[Data on where objects are located]

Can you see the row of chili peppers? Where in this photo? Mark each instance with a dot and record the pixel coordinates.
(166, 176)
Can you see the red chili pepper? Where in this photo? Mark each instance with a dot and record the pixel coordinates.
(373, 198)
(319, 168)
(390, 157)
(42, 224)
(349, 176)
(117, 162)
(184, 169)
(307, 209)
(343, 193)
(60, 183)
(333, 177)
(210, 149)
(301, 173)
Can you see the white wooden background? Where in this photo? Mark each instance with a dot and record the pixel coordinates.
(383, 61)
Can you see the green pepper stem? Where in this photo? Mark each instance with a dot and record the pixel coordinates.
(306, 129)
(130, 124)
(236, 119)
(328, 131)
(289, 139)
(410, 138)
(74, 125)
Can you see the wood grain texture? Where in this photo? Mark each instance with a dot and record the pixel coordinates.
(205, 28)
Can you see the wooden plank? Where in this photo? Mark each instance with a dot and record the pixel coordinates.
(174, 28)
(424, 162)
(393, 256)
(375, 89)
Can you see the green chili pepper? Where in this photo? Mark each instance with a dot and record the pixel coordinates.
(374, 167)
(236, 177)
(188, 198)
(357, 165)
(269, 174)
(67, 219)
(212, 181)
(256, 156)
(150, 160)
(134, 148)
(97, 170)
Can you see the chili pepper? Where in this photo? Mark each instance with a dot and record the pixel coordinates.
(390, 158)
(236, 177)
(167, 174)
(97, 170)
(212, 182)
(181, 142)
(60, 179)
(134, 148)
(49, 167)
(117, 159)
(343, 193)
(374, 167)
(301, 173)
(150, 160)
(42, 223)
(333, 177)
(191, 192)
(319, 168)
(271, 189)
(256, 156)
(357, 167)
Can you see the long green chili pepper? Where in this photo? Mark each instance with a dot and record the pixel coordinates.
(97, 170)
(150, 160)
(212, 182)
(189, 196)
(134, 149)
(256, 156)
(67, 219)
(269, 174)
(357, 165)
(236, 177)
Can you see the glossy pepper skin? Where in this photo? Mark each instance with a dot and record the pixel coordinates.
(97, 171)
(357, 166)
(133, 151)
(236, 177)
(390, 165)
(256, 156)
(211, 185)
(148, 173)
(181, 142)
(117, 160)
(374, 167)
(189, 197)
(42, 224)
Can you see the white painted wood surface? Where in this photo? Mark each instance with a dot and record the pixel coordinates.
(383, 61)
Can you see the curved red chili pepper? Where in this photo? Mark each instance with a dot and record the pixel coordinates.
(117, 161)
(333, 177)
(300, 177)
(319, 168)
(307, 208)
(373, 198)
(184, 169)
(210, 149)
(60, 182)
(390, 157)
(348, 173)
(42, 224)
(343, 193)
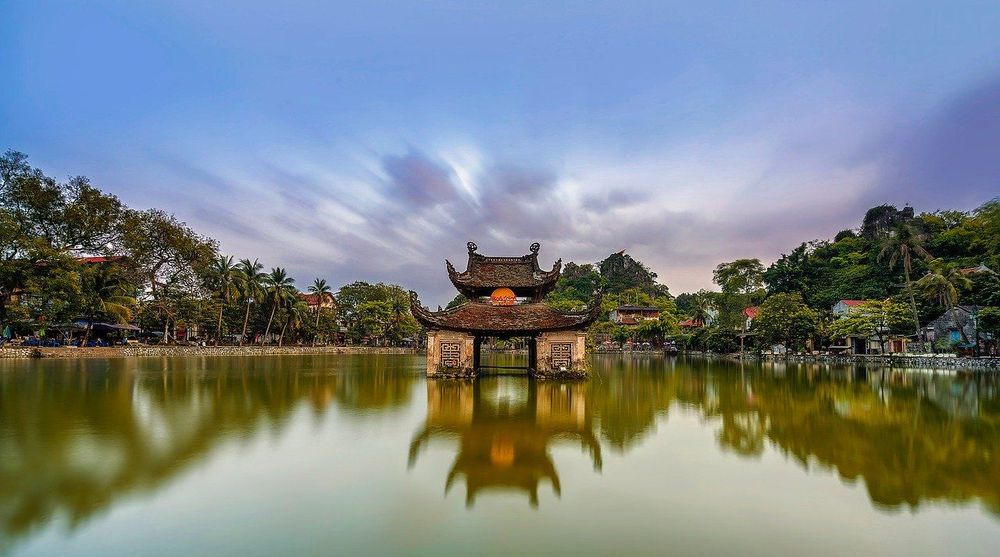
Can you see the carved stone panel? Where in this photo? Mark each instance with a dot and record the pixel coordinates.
(562, 354)
(451, 354)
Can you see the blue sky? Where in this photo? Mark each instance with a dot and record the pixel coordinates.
(372, 140)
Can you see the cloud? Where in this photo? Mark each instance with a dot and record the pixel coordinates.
(756, 187)
(952, 158)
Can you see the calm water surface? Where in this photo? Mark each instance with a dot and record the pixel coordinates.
(361, 455)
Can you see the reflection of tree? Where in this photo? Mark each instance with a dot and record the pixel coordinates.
(76, 435)
(627, 395)
(504, 434)
(910, 437)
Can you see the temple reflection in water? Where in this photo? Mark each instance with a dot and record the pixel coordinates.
(505, 428)
(78, 437)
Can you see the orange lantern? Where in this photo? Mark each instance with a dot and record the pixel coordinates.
(503, 297)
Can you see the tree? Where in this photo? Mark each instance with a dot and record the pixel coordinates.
(743, 276)
(619, 272)
(702, 306)
(225, 279)
(900, 245)
(783, 318)
(942, 284)
(250, 283)
(988, 321)
(167, 256)
(105, 294)
(876, 318)
(277, 285)
(321, 290)
(297, 314)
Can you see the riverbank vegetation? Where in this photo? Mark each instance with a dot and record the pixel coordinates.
(72, 257)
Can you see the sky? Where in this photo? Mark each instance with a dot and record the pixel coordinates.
(372, 140)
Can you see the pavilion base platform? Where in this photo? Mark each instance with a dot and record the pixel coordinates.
(551, 355)
(561, 355)
(451, 354)
(505, 300)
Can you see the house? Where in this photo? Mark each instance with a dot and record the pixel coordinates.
(633, 315)
(316, 303)
(691, 324)
(843, 308)
(860, 344)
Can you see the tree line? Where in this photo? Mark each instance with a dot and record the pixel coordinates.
(72, 254)
(906, 269)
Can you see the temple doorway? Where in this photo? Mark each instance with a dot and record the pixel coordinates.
(504, 355)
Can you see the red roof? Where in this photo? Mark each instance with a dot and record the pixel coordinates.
(313, 299)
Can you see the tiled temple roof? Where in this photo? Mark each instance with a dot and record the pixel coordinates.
(479, 317)
(521, 274)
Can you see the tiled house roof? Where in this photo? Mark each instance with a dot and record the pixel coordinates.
(521, 274)
(483, 318)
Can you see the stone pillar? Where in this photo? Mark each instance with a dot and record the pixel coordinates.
(450, 354)
(561, 354)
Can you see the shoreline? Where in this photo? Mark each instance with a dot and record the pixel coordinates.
(28, 352)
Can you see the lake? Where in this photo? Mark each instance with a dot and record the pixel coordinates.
(362, 455)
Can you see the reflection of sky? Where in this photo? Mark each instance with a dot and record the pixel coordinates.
(273, 471)
(317, 134)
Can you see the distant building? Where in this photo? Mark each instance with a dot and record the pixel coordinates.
(316, 303)
(843, 308)
(689, 324)
(633, 315)
(750, 314)
(859, 344)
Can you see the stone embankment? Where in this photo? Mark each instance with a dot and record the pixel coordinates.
(154, 351)
(922, 361)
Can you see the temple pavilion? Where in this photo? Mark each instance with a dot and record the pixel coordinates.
(505, 301)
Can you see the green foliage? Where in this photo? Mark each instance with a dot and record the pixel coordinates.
(785, 319)
(619, 273)
(743, 276)
(376, 312)
(873, 318)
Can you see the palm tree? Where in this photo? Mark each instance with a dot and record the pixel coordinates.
(250, 286)
(942, 284)
(298, 311)
(277, 285)
(702, 307)
(225, 276)
(321, 290)
(900, 246)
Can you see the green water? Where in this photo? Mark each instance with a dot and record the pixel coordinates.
(361, 455)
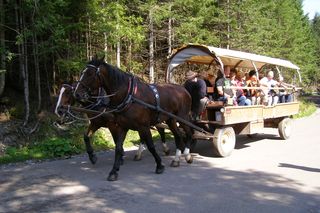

[WHAT NEEDS TO BE DONE] State how many lines in the data above contain the word "tree", with case counting, and reply with only that number.

[REPLY] 4